[BEGIN GIVEN RECORDS]

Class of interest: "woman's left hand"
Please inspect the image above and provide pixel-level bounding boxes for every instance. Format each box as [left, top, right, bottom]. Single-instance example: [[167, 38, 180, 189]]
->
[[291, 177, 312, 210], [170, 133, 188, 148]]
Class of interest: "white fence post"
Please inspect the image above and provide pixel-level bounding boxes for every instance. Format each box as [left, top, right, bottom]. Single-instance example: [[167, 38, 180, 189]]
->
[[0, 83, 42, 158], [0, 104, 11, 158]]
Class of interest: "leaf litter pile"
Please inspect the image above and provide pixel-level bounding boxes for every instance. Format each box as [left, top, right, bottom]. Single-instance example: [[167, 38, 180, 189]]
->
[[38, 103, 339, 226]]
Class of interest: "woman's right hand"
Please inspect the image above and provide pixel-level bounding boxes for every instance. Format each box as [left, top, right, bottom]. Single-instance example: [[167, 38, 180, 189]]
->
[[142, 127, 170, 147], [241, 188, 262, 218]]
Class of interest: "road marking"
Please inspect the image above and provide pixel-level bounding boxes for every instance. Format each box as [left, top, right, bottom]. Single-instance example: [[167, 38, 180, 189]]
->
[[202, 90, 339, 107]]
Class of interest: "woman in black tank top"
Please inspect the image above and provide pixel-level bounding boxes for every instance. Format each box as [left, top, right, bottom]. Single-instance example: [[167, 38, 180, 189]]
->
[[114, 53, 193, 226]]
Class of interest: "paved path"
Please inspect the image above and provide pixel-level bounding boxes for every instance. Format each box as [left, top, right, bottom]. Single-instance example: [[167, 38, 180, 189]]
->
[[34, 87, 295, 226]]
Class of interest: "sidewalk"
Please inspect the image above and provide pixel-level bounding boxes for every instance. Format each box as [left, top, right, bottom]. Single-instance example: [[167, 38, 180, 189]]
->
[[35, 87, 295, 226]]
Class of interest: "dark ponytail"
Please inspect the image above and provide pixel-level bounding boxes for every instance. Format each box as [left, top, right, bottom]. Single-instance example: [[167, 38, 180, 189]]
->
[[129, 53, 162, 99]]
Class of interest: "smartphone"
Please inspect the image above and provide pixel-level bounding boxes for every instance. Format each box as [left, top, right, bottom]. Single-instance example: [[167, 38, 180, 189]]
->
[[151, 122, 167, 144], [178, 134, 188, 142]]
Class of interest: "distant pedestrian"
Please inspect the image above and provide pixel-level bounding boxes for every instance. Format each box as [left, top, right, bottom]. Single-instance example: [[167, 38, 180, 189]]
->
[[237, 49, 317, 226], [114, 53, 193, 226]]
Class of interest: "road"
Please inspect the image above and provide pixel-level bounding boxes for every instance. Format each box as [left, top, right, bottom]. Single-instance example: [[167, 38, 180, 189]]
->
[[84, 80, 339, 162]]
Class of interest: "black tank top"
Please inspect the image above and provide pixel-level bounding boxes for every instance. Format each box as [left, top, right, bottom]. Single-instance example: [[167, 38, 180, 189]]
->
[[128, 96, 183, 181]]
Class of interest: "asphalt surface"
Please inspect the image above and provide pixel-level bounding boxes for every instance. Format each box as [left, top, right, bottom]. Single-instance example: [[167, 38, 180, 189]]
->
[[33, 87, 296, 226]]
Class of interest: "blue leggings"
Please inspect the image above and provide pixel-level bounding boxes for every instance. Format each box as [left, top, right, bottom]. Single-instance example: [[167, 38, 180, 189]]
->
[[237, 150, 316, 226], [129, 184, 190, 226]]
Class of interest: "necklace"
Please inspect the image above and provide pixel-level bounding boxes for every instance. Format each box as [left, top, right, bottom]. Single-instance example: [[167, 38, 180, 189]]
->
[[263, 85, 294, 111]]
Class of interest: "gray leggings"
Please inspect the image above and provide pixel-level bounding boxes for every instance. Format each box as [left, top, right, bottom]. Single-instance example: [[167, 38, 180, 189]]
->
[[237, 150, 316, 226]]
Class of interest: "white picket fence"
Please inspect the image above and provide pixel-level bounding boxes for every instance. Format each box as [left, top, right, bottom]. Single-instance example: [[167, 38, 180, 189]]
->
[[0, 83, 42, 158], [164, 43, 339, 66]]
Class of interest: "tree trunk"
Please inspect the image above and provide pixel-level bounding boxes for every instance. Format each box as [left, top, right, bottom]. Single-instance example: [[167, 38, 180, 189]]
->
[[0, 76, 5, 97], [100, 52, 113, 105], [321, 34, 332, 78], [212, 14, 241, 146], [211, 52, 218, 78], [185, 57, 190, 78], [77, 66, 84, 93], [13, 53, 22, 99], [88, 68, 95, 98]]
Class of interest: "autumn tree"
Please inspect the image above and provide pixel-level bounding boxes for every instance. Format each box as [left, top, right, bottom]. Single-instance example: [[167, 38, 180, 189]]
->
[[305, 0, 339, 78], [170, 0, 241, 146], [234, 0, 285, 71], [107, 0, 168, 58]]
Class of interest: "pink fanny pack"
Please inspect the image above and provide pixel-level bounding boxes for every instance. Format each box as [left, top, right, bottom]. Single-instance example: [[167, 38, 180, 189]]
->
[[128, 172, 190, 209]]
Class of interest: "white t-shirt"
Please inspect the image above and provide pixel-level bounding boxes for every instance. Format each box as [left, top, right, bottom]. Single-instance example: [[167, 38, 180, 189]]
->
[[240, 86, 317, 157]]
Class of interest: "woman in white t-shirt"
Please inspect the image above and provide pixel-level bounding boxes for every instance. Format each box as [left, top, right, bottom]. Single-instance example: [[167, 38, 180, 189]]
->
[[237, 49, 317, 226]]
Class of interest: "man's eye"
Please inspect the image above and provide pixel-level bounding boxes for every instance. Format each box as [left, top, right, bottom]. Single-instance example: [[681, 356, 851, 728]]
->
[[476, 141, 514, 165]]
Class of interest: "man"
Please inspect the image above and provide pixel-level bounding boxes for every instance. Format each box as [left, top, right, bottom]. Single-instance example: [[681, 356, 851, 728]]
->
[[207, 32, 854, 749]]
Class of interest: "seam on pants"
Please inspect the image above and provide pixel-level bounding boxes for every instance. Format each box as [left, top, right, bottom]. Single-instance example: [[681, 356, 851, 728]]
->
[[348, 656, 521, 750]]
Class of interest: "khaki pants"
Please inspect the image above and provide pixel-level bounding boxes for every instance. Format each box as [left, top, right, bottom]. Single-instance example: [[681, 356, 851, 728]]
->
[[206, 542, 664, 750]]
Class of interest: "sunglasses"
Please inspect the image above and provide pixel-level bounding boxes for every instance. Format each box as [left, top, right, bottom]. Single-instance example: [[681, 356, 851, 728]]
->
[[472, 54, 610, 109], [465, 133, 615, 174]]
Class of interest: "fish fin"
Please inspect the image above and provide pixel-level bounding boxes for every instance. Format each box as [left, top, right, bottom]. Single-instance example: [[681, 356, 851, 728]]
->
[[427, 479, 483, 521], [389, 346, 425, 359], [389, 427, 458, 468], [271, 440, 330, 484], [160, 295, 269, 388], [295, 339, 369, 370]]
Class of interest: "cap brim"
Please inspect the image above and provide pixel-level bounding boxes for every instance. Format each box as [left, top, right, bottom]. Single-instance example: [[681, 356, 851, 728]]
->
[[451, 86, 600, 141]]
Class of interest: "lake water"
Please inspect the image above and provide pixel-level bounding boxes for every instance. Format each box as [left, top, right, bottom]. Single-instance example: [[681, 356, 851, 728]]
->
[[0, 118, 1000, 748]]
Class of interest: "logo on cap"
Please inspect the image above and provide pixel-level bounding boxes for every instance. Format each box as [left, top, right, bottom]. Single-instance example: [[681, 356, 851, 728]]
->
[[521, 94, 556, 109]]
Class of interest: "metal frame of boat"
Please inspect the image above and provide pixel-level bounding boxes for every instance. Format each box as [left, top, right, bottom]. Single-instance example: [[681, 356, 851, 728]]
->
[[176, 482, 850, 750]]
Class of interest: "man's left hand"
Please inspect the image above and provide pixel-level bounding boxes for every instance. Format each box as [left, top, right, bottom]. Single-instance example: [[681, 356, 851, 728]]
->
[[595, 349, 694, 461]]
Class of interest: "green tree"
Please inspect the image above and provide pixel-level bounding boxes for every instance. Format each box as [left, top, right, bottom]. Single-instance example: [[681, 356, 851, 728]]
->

[END GIVEN RECORDS]

#### TASK OBJECTIVE
Extract each line of the material above that contains the word "shirt". Case counts.

#### FINAL RESULT
Class of interest: "white t-shirt"
Class of interest: "woman in white t-shirt"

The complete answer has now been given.